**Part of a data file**

□ □ □

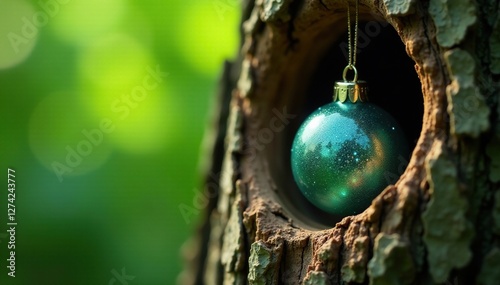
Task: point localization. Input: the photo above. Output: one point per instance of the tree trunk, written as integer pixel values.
(438, 220)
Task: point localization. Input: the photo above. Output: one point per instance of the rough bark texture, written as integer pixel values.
(438, 223)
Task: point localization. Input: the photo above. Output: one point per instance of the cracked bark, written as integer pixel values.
(437, 223)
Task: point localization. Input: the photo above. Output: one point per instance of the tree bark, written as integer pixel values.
(437, 222)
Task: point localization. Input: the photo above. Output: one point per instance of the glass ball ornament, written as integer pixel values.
(345, 152)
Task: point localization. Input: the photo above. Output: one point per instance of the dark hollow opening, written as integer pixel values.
(393, 86)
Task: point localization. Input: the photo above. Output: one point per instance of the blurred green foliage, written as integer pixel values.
(104, 104)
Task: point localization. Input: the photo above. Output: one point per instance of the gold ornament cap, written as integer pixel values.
(355, 90)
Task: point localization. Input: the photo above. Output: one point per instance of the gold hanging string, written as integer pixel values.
(352, 50)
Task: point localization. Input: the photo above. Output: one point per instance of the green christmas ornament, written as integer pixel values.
(344, 153)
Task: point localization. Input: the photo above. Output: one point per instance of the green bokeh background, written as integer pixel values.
(63, 66)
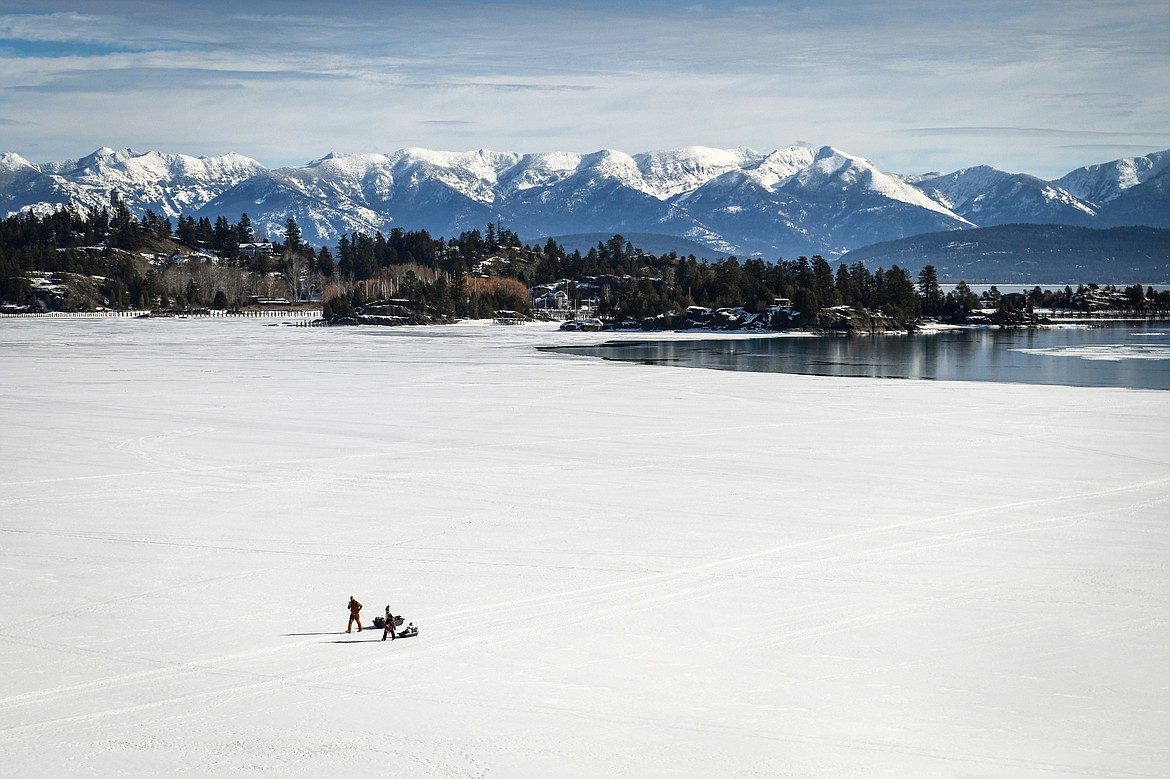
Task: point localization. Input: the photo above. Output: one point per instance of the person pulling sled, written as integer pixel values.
(389, 624)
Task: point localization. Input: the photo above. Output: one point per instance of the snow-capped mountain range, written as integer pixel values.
(785, 202)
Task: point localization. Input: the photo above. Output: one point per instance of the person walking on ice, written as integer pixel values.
(390, 626)
(355, 614)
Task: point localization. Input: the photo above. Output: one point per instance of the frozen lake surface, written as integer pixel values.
(1133, 354)
(618, 570)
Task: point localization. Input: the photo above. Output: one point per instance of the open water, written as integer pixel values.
(1122, 354)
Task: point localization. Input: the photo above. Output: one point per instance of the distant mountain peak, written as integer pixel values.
(792, 200)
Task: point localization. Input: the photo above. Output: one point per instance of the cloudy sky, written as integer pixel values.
(1027, 85)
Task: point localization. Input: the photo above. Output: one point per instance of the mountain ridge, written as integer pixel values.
(783, 202)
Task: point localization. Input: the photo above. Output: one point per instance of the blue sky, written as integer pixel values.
(1033, 87)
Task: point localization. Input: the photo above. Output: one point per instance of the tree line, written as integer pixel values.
(198, 263)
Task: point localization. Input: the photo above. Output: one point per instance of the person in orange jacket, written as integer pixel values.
(355, 614)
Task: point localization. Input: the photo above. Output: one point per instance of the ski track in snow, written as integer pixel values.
(576, 608)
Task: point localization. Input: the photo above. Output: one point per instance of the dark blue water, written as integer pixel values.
(1135, 356)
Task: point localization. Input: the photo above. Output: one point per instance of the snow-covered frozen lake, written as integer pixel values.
(618, 570)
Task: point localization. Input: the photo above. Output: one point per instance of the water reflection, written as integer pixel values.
(1121, 356)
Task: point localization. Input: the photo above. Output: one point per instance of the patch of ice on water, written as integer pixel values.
(1106, 352)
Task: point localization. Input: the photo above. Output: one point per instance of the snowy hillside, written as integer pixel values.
(785, 202)
(988, 197)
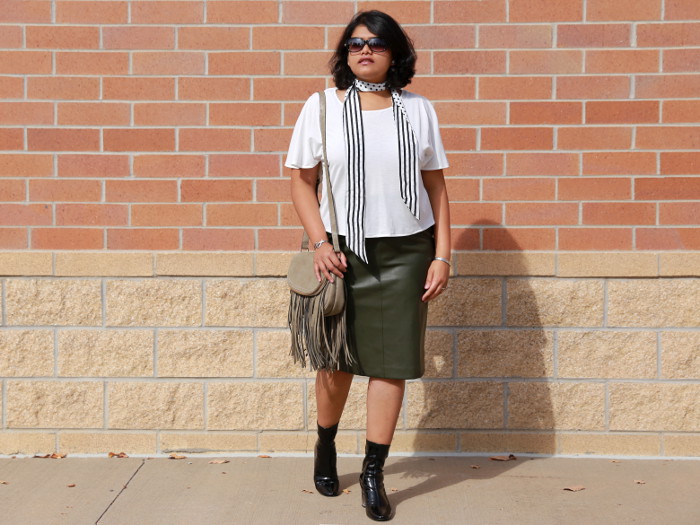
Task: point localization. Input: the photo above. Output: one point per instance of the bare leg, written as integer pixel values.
(384, 397)
(331, 393)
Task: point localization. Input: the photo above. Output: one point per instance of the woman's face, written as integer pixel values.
(368, 65)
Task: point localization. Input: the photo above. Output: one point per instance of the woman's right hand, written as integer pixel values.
(328, 263)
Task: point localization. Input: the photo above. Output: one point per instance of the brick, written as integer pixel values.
(680, 110)
(92, 12)
(622, 61)
(249, 63)
(514, 36)
(476, 164)
(25, 62)
(668, 137)
(67, 239)
(681, 10)
(667, 86)
(138, 139)
(243, 12)
(680, 163)
(594, 189)
(469, 62)
(26, 113)
(619, 111)
(169, 114)
(143, 239)
(505, 353)
(180, 405)
(216, 190)
(518, 239)
(668, 239)
(213, 89)
(526, 214)
(205, 264)
(62, 37)
(679, 213)
(194, 139)
(549, 62)
(520, 138)
(598, 239)
(25, 215)
(245, 165)
(241, 214)
(166, 215)
(171, 166)
(65, 190)
(121, 353)
(205, 353)
(593, 35)
(132, 88)
(167, 12)
(140, 191)
(613, 213)
(542, 164)
(546, 113)
(93, 114)
(217, 239)
(469, 12)
(13, 239)
(590, 137)
(26, 165)
(619, 163)
(75, 165)
(611, 264)
(509, 88)
(654, 406)
(59, 302)
(668, 35)
(138, 37)
(602, 10)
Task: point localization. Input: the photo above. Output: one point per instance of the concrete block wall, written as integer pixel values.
(146, 225)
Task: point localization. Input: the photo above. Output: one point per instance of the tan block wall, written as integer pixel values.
(166, 354)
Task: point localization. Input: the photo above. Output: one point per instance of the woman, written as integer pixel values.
(386, 159)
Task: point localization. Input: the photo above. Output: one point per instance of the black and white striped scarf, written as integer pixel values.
(355, 151)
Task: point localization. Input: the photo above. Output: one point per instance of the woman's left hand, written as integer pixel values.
(436, 282)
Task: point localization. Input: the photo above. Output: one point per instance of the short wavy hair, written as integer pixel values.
(404, 56)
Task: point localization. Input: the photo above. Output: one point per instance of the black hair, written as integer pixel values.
(404, 56)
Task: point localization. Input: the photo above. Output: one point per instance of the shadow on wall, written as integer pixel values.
(497, 399)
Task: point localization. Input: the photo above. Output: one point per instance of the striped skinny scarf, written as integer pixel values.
(355, 152)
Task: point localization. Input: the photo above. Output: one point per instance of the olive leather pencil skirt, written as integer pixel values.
(385, 315)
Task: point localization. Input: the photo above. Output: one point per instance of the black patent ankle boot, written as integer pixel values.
(374, 497)
(325, 473)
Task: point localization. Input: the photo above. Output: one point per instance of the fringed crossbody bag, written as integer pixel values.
(317, 309)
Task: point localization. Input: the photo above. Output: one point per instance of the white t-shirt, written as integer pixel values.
(386, 214)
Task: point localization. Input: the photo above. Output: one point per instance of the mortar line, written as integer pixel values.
(143, 462)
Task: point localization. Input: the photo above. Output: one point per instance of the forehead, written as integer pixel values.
(362, 32)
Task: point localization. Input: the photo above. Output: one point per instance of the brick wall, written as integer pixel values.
(146, 224)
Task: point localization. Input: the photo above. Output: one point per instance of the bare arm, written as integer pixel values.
(326, 261)
(439, 271)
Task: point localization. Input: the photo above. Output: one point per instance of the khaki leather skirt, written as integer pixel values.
(385, 315)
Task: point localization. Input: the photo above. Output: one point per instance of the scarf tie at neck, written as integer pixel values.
(355, 152)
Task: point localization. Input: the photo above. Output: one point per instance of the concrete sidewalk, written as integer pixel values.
(279, 490)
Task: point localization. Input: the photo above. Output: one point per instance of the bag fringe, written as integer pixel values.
(320, 338)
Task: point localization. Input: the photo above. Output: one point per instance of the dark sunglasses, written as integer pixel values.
(376, 45)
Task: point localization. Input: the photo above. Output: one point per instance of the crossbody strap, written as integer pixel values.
(326, 175)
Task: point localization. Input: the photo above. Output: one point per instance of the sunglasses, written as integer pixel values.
(376, 45)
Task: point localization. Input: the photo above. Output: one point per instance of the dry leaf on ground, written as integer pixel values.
(509, 457)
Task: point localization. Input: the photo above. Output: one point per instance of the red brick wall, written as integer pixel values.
(144, 125)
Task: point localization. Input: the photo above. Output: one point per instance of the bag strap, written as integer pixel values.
(327, 178)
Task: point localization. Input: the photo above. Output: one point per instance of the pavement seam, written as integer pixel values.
(126, 485)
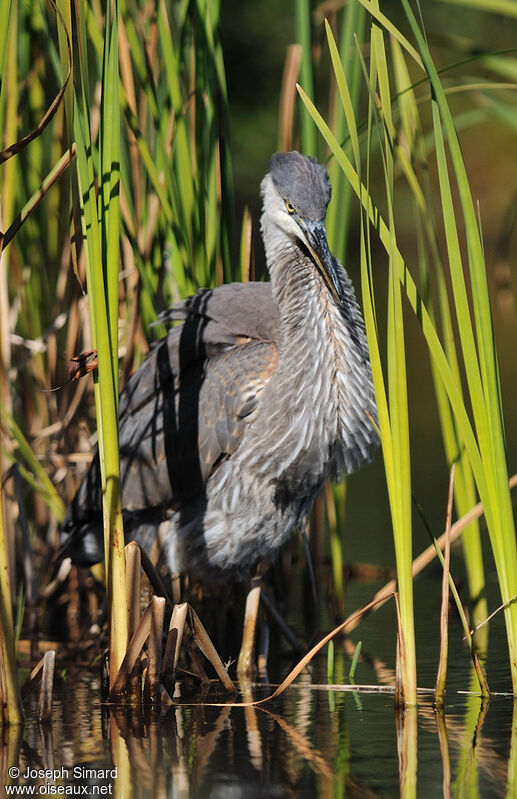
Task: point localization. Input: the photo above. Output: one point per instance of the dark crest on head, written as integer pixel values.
(303, 182)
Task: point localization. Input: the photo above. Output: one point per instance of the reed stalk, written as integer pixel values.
(12, 711)
(100, 231)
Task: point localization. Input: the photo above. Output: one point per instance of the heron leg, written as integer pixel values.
(245, 663)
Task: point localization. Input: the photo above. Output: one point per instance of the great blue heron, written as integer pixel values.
(232, 424)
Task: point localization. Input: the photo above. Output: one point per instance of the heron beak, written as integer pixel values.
(316, 240)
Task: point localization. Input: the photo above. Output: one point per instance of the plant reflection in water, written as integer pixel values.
(302, 745)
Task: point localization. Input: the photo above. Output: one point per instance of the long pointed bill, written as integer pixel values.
(316, 238)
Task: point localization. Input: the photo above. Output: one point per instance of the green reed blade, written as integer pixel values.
(410, 153)
(304, 38)
(482, 370)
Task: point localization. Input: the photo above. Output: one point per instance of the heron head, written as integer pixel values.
(296, 193)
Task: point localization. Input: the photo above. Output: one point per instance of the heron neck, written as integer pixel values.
(321, 401)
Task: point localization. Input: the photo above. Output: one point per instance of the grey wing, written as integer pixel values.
(181, 413)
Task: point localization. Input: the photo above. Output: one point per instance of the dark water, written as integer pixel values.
(313, 741)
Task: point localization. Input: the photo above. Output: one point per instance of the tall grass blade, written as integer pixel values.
(100, 219)
(304, 38)
(480, 358)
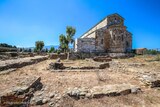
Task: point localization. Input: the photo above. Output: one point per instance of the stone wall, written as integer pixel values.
(109, 35)
(85, 45)
(103, 23)
(79, 55)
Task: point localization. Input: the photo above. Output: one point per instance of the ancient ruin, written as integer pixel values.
(110, 35)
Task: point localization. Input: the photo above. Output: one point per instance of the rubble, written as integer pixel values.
(100, 91)
(150, 81)
(18, 63)
(21, 95)
(102, 59)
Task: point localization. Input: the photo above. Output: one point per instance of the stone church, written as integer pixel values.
(110, 35)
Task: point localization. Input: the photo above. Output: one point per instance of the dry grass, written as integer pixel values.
(61, 81)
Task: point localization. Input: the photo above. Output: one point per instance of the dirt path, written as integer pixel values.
(61, 81)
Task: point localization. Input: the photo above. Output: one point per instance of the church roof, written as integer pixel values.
(102, 21)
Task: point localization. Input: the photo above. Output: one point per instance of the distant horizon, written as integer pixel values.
(22, 22)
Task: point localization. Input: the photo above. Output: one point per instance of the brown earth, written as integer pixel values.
(121, 71)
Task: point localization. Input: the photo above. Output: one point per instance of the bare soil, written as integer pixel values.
(61, 81)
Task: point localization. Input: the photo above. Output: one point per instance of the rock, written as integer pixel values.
(100, 91)
(102, 59)
(22, 93)
(51, 95)
(38, 101)
(44, 101)
(56, 65)
(51, 104)
(150, 81)
(104, 65)
(135, 90)
(88, 95)
(21, 62)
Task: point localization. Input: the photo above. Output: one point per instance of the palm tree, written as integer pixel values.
(70, 32)
(68, 39)
(63, 43)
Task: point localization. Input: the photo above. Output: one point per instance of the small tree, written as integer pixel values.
(68, 39)
(52, 49)
(46, 50)
(39, 45)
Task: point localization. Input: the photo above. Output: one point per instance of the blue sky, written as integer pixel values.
(22, 22)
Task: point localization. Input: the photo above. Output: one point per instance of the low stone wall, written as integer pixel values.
(55, 56)
(21, 62)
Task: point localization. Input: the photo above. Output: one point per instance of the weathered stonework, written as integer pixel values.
(110, 35)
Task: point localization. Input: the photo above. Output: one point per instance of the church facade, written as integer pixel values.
(110, 35)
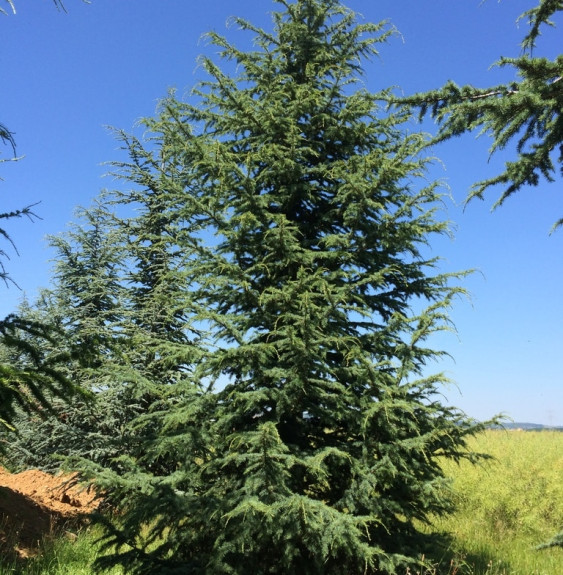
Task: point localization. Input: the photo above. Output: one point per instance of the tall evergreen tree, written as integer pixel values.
(306, 220)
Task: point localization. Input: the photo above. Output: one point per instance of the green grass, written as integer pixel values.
(68, 554)
(508, 506)
(505, 508)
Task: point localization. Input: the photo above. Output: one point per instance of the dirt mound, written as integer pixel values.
(34, 504)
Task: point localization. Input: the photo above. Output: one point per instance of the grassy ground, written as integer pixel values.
(505, 508)
(508, 506)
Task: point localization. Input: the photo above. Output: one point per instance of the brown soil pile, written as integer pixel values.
(34, 504)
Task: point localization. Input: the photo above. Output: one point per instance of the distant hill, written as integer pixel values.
(527, 426)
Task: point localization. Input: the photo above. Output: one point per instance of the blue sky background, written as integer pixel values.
(66, 77)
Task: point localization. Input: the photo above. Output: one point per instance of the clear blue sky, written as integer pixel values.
(65, 77)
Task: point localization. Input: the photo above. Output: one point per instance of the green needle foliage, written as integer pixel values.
(278, 318)
(525, 112)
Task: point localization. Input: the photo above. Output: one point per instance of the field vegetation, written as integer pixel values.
(507, 506)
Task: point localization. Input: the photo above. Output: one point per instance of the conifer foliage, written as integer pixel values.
(289, 424)
(525, 113)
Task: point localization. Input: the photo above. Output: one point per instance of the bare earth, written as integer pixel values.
(33, 504)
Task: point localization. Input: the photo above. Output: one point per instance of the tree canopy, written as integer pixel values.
(264, 318)
(525, 113)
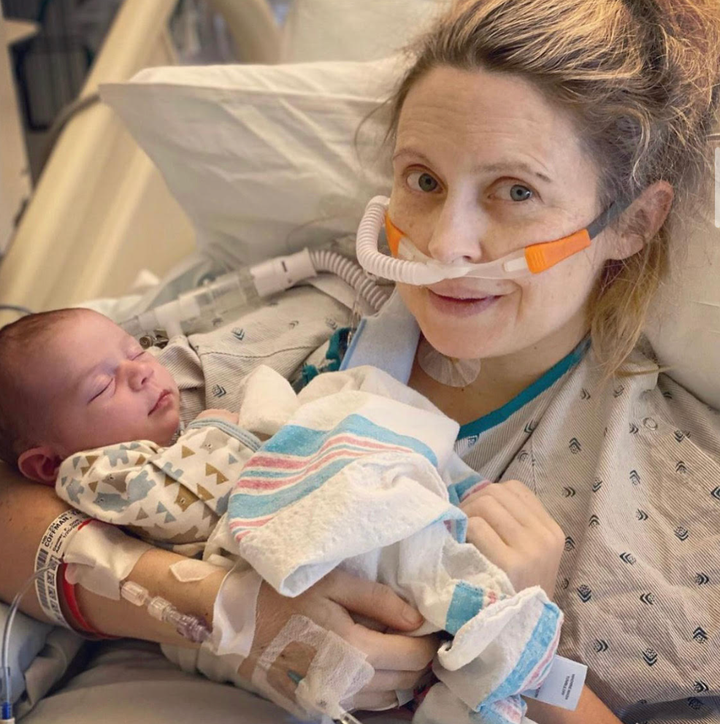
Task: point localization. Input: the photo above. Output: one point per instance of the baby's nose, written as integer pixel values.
(139, 374)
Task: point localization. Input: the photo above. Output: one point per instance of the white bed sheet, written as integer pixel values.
(131, 681)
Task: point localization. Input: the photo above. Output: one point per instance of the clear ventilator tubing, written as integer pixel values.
(215, 302)
(352, 274)
(383, 266)
(6, 714)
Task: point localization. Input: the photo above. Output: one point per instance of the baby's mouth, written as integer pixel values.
(160, 401)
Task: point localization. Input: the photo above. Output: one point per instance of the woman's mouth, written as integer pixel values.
(164, 399)
(461, 305)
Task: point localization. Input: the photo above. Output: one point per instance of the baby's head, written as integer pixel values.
(73, 380)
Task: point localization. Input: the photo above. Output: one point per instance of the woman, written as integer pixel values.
(520, 122)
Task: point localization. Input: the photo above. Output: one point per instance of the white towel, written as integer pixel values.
(362, 475)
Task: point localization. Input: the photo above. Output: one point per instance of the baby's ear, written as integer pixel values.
(40, 464)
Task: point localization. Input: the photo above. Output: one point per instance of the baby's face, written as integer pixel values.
(99, 387)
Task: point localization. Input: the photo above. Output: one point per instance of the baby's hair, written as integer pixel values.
(19, 341)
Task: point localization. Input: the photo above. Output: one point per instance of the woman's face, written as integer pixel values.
(484, 166)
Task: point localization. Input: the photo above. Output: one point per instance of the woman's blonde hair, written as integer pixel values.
(640, 78)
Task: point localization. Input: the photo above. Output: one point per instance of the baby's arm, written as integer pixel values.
(175, 494)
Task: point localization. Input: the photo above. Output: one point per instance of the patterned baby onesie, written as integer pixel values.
(173, 495)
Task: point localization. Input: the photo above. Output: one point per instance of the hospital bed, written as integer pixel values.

□ □ □

**YOUR INSTRUCTIONS**
Repeat, word for word, every line from the line that contains "baby's hair, written as integer pixel values." to the end of the entries; include both of those lines and no others.

**FINAL ANSWER**
Task: point localization. Input: the photo above. Output: one point per instance of the baby's hair, written as integer pixel values.
(19, 341)
Task: point localization. Input: the photo above. Output: one point per instance of the woman's face, written as integer pixel values.
(484, 166)
Task: point localization. Input: the photo above. Output: one point per instance of the woman's blonde hair, written as integer pixel values.
(640, 78)
Task: point localization. Input: the photo above. Output: one point per instance of the baby's arm, written as integer pixel values.
(175, 494)
Task: point localization. Input: the photo above. Output: one point per instance of the patterned baby onesie, written as integer pixel values.
(173, 495)
Task: point localization. Input: the photo above. Output: one point per instance of the hospital bed, written as integer pixel values.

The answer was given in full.